To do: Write every entry out again exactly, please, and skip the pictures.

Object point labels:
......

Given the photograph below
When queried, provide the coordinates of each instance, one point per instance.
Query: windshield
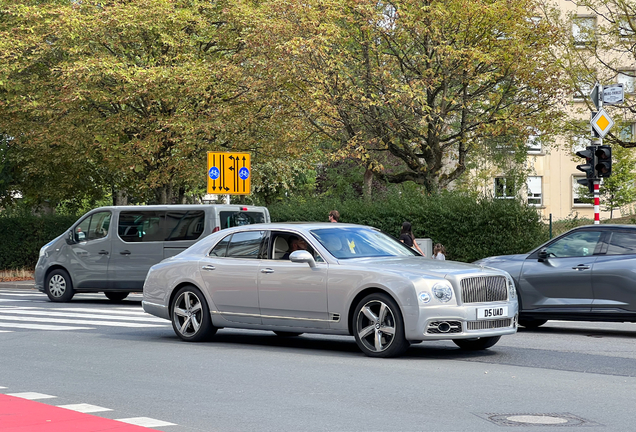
(344, 243)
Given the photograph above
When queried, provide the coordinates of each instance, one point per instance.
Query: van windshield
(239, 218)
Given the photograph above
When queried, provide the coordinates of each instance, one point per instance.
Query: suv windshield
(344, 243)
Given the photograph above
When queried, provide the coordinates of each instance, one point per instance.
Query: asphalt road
(111, 355)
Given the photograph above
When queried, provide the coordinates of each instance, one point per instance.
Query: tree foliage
(129, 96)
(429, 82)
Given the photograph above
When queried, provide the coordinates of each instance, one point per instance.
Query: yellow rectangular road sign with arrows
(229, 173)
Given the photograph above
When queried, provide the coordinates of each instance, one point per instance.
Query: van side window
(240, 218)
(220, 250)
(142, 226)
(248, 244)
(184, 225)
(92, 227)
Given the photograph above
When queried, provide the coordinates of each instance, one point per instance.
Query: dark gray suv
(586, 274)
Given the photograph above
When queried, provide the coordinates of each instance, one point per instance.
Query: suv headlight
(512, 292)
(443, 291)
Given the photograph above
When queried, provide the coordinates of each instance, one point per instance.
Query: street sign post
(613, 94)
(229, 173)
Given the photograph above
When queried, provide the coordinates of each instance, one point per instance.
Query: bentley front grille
(489, 324)
(484, 289)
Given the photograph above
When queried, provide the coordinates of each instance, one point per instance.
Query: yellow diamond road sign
(602, 122)
(229, 173)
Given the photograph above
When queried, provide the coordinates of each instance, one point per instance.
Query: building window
(504, 188)
(577, 199)
(535, 197)
(627, 79)
(583, 30)
(534, 143)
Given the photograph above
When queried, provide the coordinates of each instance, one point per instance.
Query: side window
(246, 244)
(220, 250)
(142, 226)
(622, 243)
(239, 218)
(582, 243)
(184, 225)
(93, 227)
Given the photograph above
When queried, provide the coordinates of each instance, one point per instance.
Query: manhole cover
(537, 419)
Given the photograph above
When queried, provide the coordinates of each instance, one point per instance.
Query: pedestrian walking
(439, 252)
(334, 216)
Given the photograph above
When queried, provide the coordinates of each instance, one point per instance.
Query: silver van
(110, 249)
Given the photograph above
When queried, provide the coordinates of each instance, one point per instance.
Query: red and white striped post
(597, 202)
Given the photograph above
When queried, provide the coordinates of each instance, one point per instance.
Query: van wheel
(58, 286)
(477, 344)
(191, 315)
(116, 296)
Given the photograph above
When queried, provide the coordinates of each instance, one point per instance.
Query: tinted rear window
(240, 218)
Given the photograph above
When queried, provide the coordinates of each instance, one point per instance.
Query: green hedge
(470, 228)
(21, 238)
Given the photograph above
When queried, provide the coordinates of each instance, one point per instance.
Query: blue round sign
(214, 173)
(244, 173)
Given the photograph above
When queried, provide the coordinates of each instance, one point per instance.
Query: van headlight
(443, 291)
(512, 292)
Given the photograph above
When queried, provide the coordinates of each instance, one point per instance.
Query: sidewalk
(18, 284)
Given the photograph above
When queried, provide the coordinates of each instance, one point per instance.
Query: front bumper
(461, 322)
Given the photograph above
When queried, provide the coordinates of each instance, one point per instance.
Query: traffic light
(603, 161)
(590, 161)
(588, 167)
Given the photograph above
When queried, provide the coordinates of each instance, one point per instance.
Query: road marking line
(31, 395)
(42, 327)
(84, 408)
(146, 422)
(44, 312)
(86, 322)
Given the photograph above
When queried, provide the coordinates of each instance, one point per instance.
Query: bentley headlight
(443, 291)
(512, 292)
(424, 297)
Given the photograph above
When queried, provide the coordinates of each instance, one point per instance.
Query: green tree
(127, 97)
(429, 82)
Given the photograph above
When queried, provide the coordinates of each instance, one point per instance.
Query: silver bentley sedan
(343, 279)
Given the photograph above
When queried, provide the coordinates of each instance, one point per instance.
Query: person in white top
(439, 252)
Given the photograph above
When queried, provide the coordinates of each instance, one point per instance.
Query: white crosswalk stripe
(56, 318)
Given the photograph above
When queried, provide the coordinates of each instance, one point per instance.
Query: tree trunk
(368, 182)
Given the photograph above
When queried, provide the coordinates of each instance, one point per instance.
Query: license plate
(492, 313)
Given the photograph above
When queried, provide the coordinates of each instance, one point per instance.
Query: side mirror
(302, 256)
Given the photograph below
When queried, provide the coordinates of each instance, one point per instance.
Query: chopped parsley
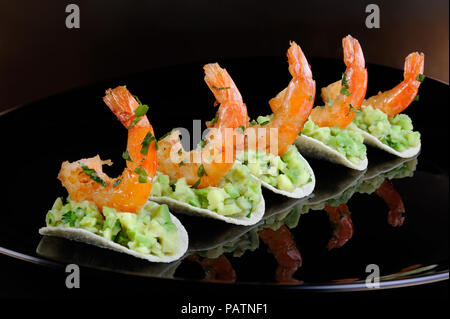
(251, 208)
(241, 129)
(92, 174)
(146, 143)
(420, 77)
(139, 112)
(214, 120)
(165, 135)
(223, 88)
(69, 218)
(126, 156)
(345, 86)
(142, 174)
(117, 182)
(352, 108)
(200, 173)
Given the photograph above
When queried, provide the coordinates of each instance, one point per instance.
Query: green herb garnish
(240, 129)
(117, 182)
(139, 112)
(352, 108)
(92, 174)
(146, 143)
(420, 77)
(142, 174)
(214, 120)
(223, 88)
(69, 218)
(201, 171)
(345, 86)
(126, 156)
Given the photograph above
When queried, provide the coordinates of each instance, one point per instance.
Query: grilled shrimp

......

Answer in full:
Given the photograph below
When queried, provide the coordinates of each instance, one point per instance.
Query: windshield
(344, 243)
Given the photograph above
When queried, provide the coordinates of each instance, one point per instance.
Query: van windshield
(239, 218)
Given the photograph above
When queried, provide the coordinates of each instance, one point per instance.
Query: suv windshield
(344, 243)
Given the photograph above
When queried, provide the coordinates of each instance, one point per instance.
Query: asphalt road
(111, 355)
Given the photograph above
When queried, provide the coordinates of each instance, one point per instance.
Query: tree foliage
(129, 96)
(429, 82)
Given the photograph above
When queried, provide the coordinates of each instance, one point per instance.
Query: yellow rectangular road sign with arrows
(229, 173)
Given the photograph above
When queried, provide the coordinates of each instance, one point per instance.
Query: van side window
(240, 218)
(220, 250)
(142, 226)
(248, 244)
(184, 225)
(92, 227)
Given the photograph above
When queried, provide the coordinates of each instance, one point per instance.
Query: dark gray suv
(586, 274)
Given the photograph above
When queried, provide the coordinates of each instance, one point per instance.
Query: suv headlight
(512, 292)
(443, 291)
Given the photograph above
When queried, provide the coordinates of each instance, one point per instance.
Query: street sign post
(613, 94)
(229, 173)
Given the photograph above
When queried, provide the coordinates of each instance, one point per instance.
Query: bentley front grille
(489, 324)
(484, 289)
Given the photograph above
When queried, provide the coordinates of each instance, one point per instance.
Query: yellow diamond road sign
(602, 122)
(229, 173)
Given the photograph above
When queried, provide the coordinates of each instance, one point per instance.
Query: building window
(504, 188)
(577, 199)
(535, 197)
(627, 79)
(583, 30)
(534, 143)
Given the photograph above
When queried, provide the coordinates of each instance, one point per instance.
Query: side window
(246, 244)
(220, 250)
(142, 226)
(622, 243)
(239, 218)
(582, 243)
(184, 225)
(93, 227)
Given the photograph above
When queried, provide the coordinates of each instance, one point per instance.
Query: manhole cover
(537, 419)
Given the photograph above
When queried, provide the coordinates of each instance, one point per instance.
Query: pedestrian walking
(439, 252)
(334, 216)
Given the photograph above
When queried, provide the coordinates of each instance, one point per instance.
Query: silver van
(110, 249)
Given the photograph above
When queried, provide the coordinates of each instance, one point per instance.
Query: red and white striped post
(597, 202)
Given the photograph above
When queried, provide the coordinates of each instance, one point per instance.
Query: van wheel
(58, 286)
(477, 344)
(191, 315)
(116, 296)
Given the photograph above
When queried, provide the coordinates of each instance, one point per instance.
Query: tinted rear window
(240, 218)
Given the photograph above
When queried, provide the coordinates of each instance, one point per instance.
Query: green hedge
(470, 228)
(21, 238)
Given the photograph above
When queried, provide the coordinates of each instance, one point per instance.
Query: blue round sign
(214, 173)
(244, 173)
Given the photograph above
When queried, provide the coordinates of each instance, one point per instance.
Query: van headlight
(443, 291)
(512, 292)
Given the photograph above
When queried, provide the coordinates of each instance, one point per instance.
Query: sidewalk
(18, 284)
Given the photograph above
When queried, provide the coordinates of each instance, one point per instance.
Query: front bumper
(461, 322)
Given the photograph above
When queried, provide the coordinates of each instance, one point per instance.
Query: traffic light
(603, 161)
(590, 161)
(588, 167)
Given the photograph above
When queried, provide the coordinates of each instance, one point per instance.
Query: road marking line
(31, 395)
(42, 327)
(84, 408)
(146, 422)
(44, 312)
(86, 322)
Given the photograph above
When queried, provide the coordinates of each instance, one point per instance.
Query: bentley headlight
(443, 291)
(512, 292)
(424, 297)
Given the photograph above
When queried, provide the coordinates of each instance, one point per instance.
Query: green tree
(127, 97)
(429, 82)
Given the photograph above
When queried, provide the coordinates of each instance, one point per instance.
Query: silver bentley sedan
(343, 279)
Given the photograph above
When queried, provide the coordinates of each instance, one point per instance.
Query: person in white top
(439, 252)
Given the photograph above
When queried, provide the coordinates of each instance, one point per instance.
Query: white crosswalk stripe
(56, 318)
Given the photograph above
When queried, provide the coordinates of each instance, one point per instance.
Query: tree trunk
(368, 182)
Given the photograph above
When queried, provide the coordinates of each instance, one point per instance.
Query: license plate
(492, 313)
Given the photograph above
When queried, provide the coordinates of each instance, one point per instance.
Query: side mirror
(302, 256)
Given the photograph below
When queried, provide the coordinates of each instance, one point per instance.
Query: chopped parsley
(251, 208)
(241, 129)
(92, 174)
(146, 143)
(420, 77)
(139, 112)
(214, 120)
(165, 135)
(223, 88)
(69, 218)
(126, 156)
(345, 86)
(142, 174)
(117, 182)
(352, 108)
(200, 173)
Given the photograph above
When queried, provide the coordinates of each instance, one point per instance.
Query: green herb garnish
(240, 129)
(117, 182)
(139, 112)
(352, 108)
(92, 174)
(146, 143)
(420, 77)
(142, 174)
(214, 120)
(223, 88)
(69, 218)
(201, 171)
(345, 86)
(126, 156)
Given the photograph above
When queried, provide the coordinates of each instance, one point per instance.
Query: grilled shrimp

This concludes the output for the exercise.